21 de junio de 1935 |
Querido señor:
Y le llamo «querido señor» pensando en la
interpretación infantil que de esta palabra hace el diccionario: «un hombre
cualquiera». No voy a llamarle «querido Jean-Paul Sartre» porque resulta
demasiado periodístico, ni «querido maestro» porque sé que es algo que usted
detesta, ni «querido colega» porque resulta demasiado abrumador. Hace años que
deseaba escribirle esta carta, de hecho, casi treinta años ya, desde que empecé
a leerle, y especialmente diez o doce años, desde que la admiración, a fuerza
de tanto ridiculizarla, se ha convertido en algo tan infrecuente como para que
casi nos felicitemos por el ridículo. Quizá haya envejecido o rejuvenecido lo
suficiente como para que en este momento no me importe nada ese ridículo al que
usted, soberbiamente, jamás ha prestado la menor atención.
Tenía especial interés en hacerle llegar
esta carta el 21 de junio, un día afortunado para esta Francia que vio nacer,
con varios lustros de intervalo, a usted, a mí y, más recientemente, a Platini,
tres personas excelentes que han sido llevadas a hombros o pisoteadas
salvajemente -gracias a Dios, en su caso y en el mío, solamente en sentido
figurado- por excesos de honor o inexplicables indignidades. Pero los veranos
son cortos y agitados y se marchitan. He terminado por renunciar a esta oda de
aniversario, y sin embargo sentía la necesidad de decirle lo que voy a decirle
y que justifica este título sentimental.

************

- **PROBLEMAS POR RESOLVER**
1. Responde, por favor, estas preguntas sobre la carta:
(a) ¿Qué fecha aparece al comienzo de la carta?
(b) Según la carta, ¿cómo interpreta el diccionario la palabra «señor» en su sentido infantil?
(c) Además del destinatario y de quien escribe, ¿quién nació un 21 de junio según la carta?
2. Reescribe las entradas desde la línea con «of the cornfield» hasta el final de las entradas. Sustituye «field scouting record» por «site survey record» y deja todo lo demás igual.

************

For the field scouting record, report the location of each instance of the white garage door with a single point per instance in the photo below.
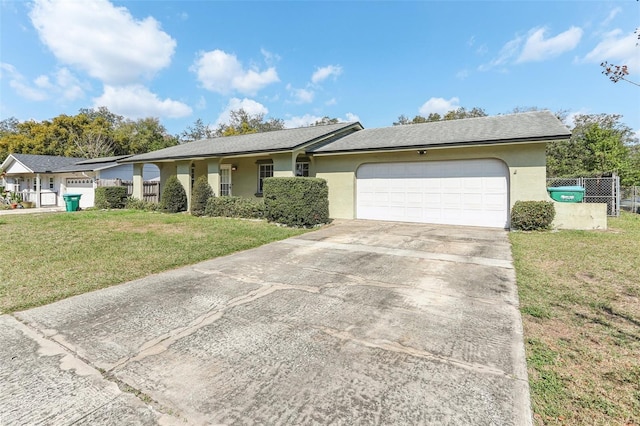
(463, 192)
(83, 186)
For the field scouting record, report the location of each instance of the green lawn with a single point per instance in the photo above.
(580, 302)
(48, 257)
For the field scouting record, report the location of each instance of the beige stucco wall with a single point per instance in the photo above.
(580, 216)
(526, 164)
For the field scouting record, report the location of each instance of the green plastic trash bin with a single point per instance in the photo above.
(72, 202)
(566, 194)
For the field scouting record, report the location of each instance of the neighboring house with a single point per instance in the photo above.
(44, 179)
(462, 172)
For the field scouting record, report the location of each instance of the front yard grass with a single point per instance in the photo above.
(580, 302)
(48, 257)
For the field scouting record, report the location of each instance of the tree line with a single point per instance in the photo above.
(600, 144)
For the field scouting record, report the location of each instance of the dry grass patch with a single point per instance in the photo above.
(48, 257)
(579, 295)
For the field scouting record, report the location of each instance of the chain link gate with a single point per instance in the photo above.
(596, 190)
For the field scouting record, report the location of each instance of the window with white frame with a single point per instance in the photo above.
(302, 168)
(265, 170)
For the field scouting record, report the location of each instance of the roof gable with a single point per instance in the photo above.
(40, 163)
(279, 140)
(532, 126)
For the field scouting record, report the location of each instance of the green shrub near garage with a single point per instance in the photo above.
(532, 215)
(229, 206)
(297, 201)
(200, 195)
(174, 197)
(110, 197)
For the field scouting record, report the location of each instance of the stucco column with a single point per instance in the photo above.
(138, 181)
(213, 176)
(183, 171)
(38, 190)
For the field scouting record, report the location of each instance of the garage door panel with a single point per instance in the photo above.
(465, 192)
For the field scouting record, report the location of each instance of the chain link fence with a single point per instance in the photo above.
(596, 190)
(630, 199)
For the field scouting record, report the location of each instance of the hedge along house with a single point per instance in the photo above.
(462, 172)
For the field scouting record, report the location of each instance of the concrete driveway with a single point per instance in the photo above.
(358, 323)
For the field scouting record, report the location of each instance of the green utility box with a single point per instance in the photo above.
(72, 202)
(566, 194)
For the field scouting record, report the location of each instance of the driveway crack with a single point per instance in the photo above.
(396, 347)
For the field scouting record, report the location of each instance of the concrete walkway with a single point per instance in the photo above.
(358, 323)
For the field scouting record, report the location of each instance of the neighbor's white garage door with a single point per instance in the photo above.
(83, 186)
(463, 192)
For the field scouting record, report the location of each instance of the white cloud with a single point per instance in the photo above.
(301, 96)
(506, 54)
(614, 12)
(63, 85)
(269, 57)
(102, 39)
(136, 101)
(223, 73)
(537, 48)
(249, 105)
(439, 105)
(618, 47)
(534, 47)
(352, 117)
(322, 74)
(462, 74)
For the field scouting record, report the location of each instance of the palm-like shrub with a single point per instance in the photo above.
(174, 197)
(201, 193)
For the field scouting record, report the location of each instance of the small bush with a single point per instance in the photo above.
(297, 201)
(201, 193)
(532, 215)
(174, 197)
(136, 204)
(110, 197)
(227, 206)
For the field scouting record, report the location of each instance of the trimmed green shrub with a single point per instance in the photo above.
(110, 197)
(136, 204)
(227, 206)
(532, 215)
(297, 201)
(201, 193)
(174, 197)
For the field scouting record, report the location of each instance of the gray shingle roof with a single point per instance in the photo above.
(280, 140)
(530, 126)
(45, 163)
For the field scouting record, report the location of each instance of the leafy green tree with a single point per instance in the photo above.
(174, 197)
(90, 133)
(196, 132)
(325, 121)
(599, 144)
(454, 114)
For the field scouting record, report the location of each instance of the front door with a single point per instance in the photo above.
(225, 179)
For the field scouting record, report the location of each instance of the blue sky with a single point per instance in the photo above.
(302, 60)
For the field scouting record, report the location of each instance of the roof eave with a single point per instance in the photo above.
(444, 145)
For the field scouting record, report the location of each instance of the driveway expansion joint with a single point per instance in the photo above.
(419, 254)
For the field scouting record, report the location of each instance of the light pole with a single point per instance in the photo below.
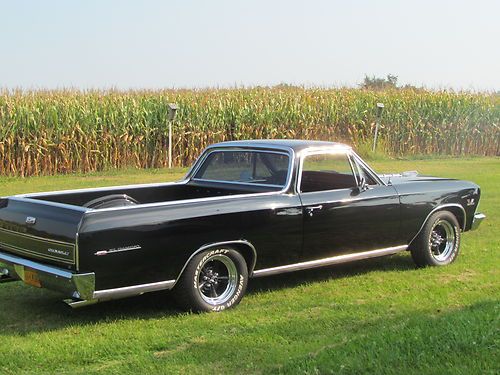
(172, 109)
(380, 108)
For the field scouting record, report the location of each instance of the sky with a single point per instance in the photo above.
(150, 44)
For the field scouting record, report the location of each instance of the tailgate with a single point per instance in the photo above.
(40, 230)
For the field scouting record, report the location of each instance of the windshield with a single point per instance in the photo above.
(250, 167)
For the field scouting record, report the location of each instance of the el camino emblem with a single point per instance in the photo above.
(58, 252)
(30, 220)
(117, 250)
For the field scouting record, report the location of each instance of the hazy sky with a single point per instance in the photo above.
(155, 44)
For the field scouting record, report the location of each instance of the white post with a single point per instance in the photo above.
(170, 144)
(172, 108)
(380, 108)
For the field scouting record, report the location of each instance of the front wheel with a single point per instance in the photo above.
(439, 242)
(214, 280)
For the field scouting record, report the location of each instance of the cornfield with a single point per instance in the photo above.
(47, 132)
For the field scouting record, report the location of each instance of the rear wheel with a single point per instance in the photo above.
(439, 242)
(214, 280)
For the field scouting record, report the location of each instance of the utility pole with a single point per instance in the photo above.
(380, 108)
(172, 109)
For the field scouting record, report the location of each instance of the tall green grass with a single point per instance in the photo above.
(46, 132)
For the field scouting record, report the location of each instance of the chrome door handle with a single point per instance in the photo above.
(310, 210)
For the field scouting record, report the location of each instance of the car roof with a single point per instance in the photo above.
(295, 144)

************

- **RESPUESTAS POR TAREA**
1.
(a) 21 de junio de 1935
(b) Como «un hombre cualquiera».
(c) Platini

2.
For the site survey record, report the location of each instance of the cornfield with a single point per instance in the photo above.
(47, 132)
For the site survey record, report the location of each instance of the rear wheel with a single point per instance in the photo above.
(439, 242)
(214, 280)
For the site survey record, report the location of each instance of the utility pole with a single point per instance in the photo above.
(380, 108)
(172, 109)
For the site survey record, report the location of each instance of the tall green grass with a single point per instance in the photo above.
(46, 132)
For the site survey record, report the location of each instance of the chrome door handle with a single point per instance in the photo above.
(310, 210)
For the site survey record, report the location of each instance of the car roof with a single point per instance in the photo above.
(295, 144)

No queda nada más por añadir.